Task requirements:
Extract, word for word, the part of the passage on paying college athletes that opens with the words containing "Starting from July" and closes with "board, and books.".

Passage provided:
···
Starting from July 1, 2021, student-athletes have been able to pursue endorsement deals. However, they haven’t been able to receive payments directly from the universities they represent. Cyntrice Thomas, a professor of sport management at the University of Florida, explains the obstacles preventing college athletes from being paid for their sports contributions. The main hurdle is NCAA rules. Shortly after its founding in 1906, the NCAA banned schools from paying student-athletes for their athletic prowess. In 1948, the NCAA introduced the Sanity Code, which also prohibited athletic scholarships unless students could prove financial need or economic hardship. By 1956, the NCAA allowed athletic scholarships without requiring financial need, but benefits were limited to tuition, room and board, and books.
Over time, the NCAA included additional allowances, such as medical insurance funding and the establishment of the Student Assistance Fund to cover unexpected college-related expenses. In 2009, former UCLA basketball player Ed O’Bannon sued the NCAA over rules restricting scholarships and compensation linked to the use of student-athletes’ images in video games. O’Bannon’s case revealed the illegality of certain NCAA rules, leading to scholarship permissions up to the full cost of attendance. Recently, in NCAA v. Alston in 2021, the Supreme Court determined that colleges should compensate students for education-related expenses up to $5,980 per year, finding NCAA rules violating antitrust laws. Antitrust laws are intended to foster market competition to benefit consumers through competitive pricing. The NCAA rules limited competition because schools were restricted in scholarship incentives to simply covering attendance costs. Currently, several lawsuits like Johnson v. NCAA, Carter v. NCAA, and House v. NCAA, challenge NCAA compensation rules through various legal frameworks. In Carter v. NCAA, plaintiffs claim these compensation restrictions are unlawful and argue they deserve a portion of the multimillion-dollar TV contracts held by conferences and the NCAA.
Some states have enacted laws permitting third-party compensation for student-athletes using their name, image, and likeness. These measures counter previous NCAA rules that banned such compensation due to concerns about maintaining amateurism. Yet these laws don’t affect schools and universities, only covering third parties, such as corporations like Gatorade or sport companies such as Nike. This limitation means schools can continue profiting from college sports without sharing with student-athletes. Universities can still use athletes’ names and images for promotions without providing them compensation, adhering to NCAA rules that forbid direct compensation related to athletic fame or publicity. Barbara Osborne, a sports scholar at the University of North Carolina at Chapel Hill, notes that scholarships represent a form of compensation for student-athletes.
···
Provided records:

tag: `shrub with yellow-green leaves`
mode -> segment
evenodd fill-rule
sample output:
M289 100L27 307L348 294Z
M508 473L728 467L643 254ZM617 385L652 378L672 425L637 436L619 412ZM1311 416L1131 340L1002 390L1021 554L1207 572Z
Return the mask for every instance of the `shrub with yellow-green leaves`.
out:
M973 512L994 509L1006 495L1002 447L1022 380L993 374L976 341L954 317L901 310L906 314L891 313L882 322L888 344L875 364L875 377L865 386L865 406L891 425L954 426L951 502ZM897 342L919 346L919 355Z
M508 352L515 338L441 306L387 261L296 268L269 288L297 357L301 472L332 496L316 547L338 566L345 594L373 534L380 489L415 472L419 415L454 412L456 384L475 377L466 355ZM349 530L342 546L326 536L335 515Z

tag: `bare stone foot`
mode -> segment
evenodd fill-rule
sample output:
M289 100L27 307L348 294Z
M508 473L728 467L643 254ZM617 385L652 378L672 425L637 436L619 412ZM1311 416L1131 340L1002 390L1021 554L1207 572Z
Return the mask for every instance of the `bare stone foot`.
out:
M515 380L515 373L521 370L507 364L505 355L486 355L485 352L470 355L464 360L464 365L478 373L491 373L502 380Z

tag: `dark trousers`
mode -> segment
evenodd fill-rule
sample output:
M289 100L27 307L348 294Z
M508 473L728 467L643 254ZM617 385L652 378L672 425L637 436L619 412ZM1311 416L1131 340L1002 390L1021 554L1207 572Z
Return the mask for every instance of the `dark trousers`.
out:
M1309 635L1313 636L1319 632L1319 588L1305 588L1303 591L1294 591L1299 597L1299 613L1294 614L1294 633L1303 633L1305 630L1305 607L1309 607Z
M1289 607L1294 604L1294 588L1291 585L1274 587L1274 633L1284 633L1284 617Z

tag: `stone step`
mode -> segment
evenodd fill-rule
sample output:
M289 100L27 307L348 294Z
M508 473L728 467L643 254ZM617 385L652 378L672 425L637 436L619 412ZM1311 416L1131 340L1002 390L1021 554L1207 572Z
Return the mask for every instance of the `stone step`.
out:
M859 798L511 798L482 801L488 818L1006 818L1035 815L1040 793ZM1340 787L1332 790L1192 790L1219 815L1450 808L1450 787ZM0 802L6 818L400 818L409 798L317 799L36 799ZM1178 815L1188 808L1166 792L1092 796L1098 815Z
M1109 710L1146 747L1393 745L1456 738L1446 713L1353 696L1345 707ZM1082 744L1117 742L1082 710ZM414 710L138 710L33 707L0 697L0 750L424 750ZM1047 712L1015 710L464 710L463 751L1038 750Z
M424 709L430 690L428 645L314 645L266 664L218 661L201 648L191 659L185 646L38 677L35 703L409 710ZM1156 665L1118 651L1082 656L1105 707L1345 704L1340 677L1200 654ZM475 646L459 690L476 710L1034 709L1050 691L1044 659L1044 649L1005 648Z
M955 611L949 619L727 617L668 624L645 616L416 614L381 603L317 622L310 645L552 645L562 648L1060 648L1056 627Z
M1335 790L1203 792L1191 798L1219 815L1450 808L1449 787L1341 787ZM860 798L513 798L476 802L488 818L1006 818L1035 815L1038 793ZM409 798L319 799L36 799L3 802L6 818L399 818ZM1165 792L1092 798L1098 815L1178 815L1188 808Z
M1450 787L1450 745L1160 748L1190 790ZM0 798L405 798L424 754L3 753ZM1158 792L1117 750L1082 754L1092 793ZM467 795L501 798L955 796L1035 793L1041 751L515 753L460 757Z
···
Written solution:
Starting from July 1, 2021, student-athletes have been able to pursue endorsement deals. However, they haven’t been able to receive payments directly from the universities they represent. Cyntrice Thomas, a professor of sport management at the University of Florida, explains the obstacles preventing college athletes from being paid for their sports contributions. The main hurdle is NCAA rules. Shortly after its founding in 1906, the NCAA banned schools from paying student-athletes for their athletic prowess. In 1948, the NCAA introduced the Sanity Code, which also prohibited athletic scholarships unless students could prove financial need or economic hardship. By 1956, the NCAA allowed athletic scholarships without requiring financial need, but benefits were limited to tuition, room and board, and books.